### Collected data entries
==========

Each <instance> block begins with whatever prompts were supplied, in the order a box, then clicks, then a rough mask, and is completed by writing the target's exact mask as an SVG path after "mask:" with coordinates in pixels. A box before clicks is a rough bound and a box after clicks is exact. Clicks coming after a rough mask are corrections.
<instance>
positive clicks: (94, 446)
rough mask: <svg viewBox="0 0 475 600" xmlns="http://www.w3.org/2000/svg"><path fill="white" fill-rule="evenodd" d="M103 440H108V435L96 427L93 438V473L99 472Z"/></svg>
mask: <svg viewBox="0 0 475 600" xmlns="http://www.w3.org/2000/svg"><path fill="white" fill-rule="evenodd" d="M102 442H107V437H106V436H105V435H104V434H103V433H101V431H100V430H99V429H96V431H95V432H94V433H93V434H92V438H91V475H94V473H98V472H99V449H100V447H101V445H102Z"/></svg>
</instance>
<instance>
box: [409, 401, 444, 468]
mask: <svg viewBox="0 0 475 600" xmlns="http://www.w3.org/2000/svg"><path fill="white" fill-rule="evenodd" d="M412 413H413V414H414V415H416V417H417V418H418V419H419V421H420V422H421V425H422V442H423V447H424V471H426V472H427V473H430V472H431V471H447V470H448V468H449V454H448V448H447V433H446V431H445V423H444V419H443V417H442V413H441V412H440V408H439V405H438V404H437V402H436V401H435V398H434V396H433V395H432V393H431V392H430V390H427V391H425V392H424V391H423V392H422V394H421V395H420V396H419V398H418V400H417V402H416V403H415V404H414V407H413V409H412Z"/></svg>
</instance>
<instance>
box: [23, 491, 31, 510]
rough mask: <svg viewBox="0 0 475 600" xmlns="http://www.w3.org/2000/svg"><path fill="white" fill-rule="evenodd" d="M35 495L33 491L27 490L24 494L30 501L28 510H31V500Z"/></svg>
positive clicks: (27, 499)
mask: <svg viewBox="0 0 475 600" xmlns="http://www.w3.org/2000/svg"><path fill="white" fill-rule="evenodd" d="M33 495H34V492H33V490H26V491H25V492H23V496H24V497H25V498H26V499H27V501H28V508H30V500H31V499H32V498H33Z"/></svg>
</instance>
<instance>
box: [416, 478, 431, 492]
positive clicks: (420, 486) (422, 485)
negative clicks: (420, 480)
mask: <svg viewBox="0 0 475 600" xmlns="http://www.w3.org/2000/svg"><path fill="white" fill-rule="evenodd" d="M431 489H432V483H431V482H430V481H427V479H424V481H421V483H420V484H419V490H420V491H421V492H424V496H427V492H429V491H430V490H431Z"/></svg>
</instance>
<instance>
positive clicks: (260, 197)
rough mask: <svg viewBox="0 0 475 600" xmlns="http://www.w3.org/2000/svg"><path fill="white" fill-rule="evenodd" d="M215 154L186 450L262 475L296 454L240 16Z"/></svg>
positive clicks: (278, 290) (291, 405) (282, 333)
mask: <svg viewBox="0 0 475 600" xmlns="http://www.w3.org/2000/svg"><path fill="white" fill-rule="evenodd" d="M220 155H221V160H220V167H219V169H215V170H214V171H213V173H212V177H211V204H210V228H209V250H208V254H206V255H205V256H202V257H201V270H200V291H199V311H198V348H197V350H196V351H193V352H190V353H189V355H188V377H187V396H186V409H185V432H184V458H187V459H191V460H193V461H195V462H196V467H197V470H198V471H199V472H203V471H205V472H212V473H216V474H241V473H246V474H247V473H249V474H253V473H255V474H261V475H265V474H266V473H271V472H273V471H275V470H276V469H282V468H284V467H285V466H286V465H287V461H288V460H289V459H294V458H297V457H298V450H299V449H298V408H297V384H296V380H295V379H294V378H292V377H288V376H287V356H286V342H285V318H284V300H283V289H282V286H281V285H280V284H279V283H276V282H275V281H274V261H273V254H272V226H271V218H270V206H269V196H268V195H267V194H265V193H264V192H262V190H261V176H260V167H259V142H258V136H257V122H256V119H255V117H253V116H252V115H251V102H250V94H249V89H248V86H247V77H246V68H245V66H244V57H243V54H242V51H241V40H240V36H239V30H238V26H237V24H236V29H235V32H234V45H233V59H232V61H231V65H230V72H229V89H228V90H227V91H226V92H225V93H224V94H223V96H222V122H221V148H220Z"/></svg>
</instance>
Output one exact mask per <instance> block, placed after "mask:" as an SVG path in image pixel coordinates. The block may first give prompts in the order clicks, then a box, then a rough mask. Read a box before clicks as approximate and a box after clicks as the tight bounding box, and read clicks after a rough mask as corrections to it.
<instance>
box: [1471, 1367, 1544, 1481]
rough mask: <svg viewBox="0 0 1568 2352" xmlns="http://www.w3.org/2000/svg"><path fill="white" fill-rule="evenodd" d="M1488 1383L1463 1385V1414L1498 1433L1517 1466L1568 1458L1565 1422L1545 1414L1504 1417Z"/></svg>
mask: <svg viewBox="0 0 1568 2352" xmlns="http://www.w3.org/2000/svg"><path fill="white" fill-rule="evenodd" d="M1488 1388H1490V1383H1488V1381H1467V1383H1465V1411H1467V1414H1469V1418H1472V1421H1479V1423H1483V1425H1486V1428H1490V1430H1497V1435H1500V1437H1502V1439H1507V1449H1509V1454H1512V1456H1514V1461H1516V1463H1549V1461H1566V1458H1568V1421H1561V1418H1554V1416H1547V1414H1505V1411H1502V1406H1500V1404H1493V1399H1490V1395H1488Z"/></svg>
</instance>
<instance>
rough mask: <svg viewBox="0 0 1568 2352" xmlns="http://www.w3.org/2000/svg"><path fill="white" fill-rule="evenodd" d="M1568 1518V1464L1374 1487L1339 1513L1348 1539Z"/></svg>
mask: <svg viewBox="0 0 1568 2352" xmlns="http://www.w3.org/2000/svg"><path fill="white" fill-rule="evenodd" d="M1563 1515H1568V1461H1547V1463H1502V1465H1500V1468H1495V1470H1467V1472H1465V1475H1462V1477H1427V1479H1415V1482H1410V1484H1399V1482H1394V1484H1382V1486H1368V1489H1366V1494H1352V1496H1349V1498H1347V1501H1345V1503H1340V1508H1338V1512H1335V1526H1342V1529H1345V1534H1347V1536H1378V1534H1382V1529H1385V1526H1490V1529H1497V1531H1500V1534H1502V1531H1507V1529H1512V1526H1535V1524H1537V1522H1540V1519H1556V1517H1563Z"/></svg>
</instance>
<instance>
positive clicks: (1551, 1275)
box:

==========

Copy out every line in the data above that contains the string "positive".

positive clicks: (94, 446)
positive clicks: (27, 499)
positive clicks: (420, 486) (422, 485)
positive clicks: (260, 197)
positive clicks: (278, 290) (291, 405) (282, 333)
positive clicks: (1551, 1275)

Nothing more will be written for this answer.